BEGIN Data for this task

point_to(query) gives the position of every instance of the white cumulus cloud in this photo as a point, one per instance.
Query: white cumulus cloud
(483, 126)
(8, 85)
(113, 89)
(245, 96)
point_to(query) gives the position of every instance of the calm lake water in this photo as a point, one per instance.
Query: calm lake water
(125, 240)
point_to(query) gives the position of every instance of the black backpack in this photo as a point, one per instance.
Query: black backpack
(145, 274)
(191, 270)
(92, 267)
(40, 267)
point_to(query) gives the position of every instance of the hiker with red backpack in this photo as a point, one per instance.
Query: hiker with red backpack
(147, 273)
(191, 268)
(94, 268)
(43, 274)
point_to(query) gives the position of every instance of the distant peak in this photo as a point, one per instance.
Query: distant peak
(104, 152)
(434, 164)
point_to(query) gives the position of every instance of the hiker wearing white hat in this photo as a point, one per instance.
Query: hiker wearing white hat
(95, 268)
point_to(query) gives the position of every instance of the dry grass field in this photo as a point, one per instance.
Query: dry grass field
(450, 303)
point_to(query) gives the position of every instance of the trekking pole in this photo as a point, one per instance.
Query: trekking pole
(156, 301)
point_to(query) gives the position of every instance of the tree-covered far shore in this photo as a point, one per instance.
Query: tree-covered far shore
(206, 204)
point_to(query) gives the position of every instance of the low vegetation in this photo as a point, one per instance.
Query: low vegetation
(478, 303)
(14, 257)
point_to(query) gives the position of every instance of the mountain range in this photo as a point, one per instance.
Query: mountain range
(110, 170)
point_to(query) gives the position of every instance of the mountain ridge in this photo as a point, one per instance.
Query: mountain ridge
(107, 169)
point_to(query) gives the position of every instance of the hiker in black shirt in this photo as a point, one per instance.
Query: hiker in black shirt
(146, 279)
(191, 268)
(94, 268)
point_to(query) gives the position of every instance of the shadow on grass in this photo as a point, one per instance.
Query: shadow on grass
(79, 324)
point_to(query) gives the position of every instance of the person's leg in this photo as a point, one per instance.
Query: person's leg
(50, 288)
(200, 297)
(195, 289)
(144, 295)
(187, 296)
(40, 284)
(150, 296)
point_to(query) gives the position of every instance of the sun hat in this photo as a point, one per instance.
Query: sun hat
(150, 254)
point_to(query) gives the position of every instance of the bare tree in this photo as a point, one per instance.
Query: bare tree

END Data for this task

[Exercise] For the entries above, give only the number of lines that contain the word "bare".

[Solved exercise] 2